** Start Listing **
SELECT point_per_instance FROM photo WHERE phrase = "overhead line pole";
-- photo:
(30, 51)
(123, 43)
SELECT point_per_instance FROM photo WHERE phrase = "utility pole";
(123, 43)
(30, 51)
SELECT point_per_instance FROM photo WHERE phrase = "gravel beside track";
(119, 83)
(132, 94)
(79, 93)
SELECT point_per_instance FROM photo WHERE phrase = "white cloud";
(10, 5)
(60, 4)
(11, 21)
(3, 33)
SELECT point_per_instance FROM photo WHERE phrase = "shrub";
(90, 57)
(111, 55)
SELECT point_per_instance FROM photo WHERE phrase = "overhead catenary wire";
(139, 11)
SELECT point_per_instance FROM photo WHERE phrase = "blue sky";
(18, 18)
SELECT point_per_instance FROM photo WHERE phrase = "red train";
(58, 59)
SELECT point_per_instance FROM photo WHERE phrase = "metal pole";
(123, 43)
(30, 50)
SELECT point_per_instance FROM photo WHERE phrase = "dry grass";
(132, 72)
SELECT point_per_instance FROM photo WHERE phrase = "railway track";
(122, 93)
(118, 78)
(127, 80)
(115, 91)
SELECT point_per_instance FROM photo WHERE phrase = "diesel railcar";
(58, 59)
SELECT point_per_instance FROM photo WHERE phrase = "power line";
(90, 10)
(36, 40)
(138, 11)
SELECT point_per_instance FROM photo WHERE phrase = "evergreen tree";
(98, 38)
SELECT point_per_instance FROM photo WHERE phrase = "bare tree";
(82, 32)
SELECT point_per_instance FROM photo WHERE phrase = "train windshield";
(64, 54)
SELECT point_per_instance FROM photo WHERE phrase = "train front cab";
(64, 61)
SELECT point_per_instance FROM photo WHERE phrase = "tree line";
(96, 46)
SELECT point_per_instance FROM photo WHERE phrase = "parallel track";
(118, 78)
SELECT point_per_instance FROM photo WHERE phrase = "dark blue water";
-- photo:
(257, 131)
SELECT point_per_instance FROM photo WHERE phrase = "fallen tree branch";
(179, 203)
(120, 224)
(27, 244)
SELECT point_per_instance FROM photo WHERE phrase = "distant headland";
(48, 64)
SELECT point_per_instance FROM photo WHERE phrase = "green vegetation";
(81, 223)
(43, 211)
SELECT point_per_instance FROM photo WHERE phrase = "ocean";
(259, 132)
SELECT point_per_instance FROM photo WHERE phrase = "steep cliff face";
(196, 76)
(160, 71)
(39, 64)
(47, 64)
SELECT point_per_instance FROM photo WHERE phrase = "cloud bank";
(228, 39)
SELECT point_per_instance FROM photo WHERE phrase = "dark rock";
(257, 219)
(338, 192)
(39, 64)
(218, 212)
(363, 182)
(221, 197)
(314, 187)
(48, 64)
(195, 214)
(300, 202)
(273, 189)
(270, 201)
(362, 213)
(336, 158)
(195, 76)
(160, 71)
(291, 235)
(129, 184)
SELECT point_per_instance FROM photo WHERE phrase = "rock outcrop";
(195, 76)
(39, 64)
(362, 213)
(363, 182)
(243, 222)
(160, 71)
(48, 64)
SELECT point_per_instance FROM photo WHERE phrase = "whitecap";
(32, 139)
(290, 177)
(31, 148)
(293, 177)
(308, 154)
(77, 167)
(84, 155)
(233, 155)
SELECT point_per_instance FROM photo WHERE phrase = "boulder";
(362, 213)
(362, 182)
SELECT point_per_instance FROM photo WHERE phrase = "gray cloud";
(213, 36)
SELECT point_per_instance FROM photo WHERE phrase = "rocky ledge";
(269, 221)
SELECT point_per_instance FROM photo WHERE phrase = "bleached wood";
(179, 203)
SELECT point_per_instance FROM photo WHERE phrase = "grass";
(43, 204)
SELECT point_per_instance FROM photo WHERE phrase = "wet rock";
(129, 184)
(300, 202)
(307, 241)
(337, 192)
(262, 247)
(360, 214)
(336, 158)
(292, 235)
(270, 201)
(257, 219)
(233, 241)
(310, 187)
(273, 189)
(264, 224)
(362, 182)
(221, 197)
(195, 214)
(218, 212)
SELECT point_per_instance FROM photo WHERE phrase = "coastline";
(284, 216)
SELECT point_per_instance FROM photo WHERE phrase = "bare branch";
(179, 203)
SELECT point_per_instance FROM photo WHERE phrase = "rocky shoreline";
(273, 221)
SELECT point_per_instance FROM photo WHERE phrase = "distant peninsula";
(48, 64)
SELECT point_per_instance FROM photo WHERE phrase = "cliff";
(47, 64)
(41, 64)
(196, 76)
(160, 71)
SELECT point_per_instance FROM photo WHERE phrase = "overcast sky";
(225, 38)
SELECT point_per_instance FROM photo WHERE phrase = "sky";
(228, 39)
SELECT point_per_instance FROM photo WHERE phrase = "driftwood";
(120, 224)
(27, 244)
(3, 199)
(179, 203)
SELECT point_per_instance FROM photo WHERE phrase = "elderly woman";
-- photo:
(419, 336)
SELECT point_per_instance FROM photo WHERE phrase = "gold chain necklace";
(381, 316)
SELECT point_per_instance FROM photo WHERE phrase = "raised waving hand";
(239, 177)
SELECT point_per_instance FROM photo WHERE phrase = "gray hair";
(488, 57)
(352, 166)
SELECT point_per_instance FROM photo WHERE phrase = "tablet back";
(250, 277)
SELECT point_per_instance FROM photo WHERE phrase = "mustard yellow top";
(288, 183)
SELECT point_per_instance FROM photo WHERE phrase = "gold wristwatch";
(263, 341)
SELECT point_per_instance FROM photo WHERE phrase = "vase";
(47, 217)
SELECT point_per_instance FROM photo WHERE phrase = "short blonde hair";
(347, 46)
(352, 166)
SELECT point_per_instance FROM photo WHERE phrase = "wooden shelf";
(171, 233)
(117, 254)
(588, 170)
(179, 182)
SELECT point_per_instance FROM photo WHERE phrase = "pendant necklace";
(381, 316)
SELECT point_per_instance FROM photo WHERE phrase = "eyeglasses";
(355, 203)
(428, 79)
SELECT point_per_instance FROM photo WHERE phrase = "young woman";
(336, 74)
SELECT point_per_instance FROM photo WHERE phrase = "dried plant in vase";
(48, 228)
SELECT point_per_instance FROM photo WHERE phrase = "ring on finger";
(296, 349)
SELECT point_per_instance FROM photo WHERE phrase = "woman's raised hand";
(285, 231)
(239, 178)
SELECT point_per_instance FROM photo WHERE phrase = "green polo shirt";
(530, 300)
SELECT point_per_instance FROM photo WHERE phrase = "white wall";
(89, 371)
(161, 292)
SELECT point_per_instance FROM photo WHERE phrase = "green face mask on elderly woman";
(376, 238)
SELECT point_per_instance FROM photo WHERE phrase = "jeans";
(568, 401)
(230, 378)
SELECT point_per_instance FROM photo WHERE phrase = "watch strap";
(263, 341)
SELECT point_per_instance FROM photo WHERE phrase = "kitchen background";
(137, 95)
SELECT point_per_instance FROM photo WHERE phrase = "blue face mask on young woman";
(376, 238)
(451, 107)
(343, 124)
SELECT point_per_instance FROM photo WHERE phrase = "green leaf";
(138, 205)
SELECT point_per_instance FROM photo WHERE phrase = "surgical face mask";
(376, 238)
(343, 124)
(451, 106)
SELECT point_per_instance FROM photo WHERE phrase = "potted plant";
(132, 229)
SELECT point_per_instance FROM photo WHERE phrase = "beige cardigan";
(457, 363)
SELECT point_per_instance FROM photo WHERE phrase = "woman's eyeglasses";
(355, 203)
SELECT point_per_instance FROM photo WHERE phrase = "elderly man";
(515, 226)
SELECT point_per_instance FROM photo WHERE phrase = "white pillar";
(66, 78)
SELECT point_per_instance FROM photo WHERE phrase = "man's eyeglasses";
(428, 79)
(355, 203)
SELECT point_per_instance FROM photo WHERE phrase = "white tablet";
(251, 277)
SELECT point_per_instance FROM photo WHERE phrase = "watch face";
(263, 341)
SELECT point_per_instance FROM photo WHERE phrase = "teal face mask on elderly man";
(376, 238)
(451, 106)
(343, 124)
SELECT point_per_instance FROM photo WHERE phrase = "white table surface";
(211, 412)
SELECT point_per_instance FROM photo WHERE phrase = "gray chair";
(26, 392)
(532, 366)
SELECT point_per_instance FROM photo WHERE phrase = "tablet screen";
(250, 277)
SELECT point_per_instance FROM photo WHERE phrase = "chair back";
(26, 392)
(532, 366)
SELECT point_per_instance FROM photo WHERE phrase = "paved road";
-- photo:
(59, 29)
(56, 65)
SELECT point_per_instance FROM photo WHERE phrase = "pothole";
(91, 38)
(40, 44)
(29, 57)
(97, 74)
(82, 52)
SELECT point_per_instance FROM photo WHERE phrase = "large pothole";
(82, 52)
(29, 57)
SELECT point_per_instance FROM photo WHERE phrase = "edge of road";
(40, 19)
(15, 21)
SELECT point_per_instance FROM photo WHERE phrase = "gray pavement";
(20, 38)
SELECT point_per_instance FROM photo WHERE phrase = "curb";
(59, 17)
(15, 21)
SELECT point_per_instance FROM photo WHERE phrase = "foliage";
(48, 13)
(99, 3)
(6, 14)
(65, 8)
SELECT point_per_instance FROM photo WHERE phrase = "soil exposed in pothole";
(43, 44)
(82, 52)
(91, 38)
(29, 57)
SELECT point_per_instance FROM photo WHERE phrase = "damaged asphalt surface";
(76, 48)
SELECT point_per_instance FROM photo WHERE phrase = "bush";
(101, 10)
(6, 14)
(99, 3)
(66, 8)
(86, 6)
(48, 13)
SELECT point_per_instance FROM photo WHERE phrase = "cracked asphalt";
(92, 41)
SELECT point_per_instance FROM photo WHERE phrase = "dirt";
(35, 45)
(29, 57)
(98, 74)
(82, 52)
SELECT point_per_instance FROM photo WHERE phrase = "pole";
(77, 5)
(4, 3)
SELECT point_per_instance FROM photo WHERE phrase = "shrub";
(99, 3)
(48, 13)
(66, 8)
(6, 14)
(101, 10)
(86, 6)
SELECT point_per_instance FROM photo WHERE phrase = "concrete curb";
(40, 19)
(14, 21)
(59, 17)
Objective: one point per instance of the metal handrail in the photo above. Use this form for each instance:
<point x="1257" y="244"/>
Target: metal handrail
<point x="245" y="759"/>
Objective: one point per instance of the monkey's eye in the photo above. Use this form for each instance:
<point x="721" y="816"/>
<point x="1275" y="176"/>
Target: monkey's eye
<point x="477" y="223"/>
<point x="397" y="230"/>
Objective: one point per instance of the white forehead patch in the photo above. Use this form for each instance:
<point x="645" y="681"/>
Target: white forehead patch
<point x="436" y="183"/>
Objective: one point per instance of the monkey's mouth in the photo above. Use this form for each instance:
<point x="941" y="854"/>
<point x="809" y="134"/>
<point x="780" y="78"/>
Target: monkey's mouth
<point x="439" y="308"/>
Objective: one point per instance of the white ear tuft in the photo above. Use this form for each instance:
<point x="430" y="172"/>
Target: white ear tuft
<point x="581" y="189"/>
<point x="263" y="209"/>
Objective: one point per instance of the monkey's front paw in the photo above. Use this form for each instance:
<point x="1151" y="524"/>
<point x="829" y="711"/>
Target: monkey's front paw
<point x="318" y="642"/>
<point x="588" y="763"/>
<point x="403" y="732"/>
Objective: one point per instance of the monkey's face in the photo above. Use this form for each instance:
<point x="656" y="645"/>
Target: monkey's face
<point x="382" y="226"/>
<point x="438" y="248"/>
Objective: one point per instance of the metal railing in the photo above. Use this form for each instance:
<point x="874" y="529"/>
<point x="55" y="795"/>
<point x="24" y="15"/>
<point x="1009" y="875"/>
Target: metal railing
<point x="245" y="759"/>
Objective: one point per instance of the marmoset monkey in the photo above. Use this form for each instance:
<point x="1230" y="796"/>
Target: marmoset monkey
** End Listing **
Only the lines from the one that contains "Objective: one point per instance of the monkey's mouth" to the end of the entries above should be given again, exactly and in full.

** Response **
Objective: one point per instance of the monkey's mouth in the photo above. Use this form for each instance:
<point x="941" y="854"/>
<point x="809" y="134"/>
<point x="780" y="78"/>
Target: monkey's mouth
<point x="439" y="308"/>
Objective: one point per instance of the white ear tuft in the photo above. Use this form for each instance:
<point x="430" y="172"/>
Target: white ear tuft
<point x="581" y="189"/>
<point x="263" y="209"/>
Objective: one point per instance of the monkey's front paw in the photo above. Use this form for each instance:
<point x="1151" y="524"/>
<point x="829" y="711"/>
Target: monkey's front paw
<point x="318" y="642"/>
<point x="588" y="763"/>
<point x="403" y="732"/>
Objective: one point per instance of the monkey's face in the photo above. Use this form for each instance:
<point x="656" y="645"/>
Target: monkey's face
<point x="382" y="226"/>
<point x="438" y="248"/>
Objective: one point per instance of the metal railing in the photo above. Use this form for each instance:
<point x="874" y="529"/>
<point x="55" y="795"/>
<point x="24" y="15"/>
<point x="1009" y="875"/>
Target: metal railing
<point x="245" y="759"/>
Objective: one point per instance of the marmoset monkey in the photo above. Use this form for each instance:
<point x="1230" y="796"/>
Target: marmoset monkey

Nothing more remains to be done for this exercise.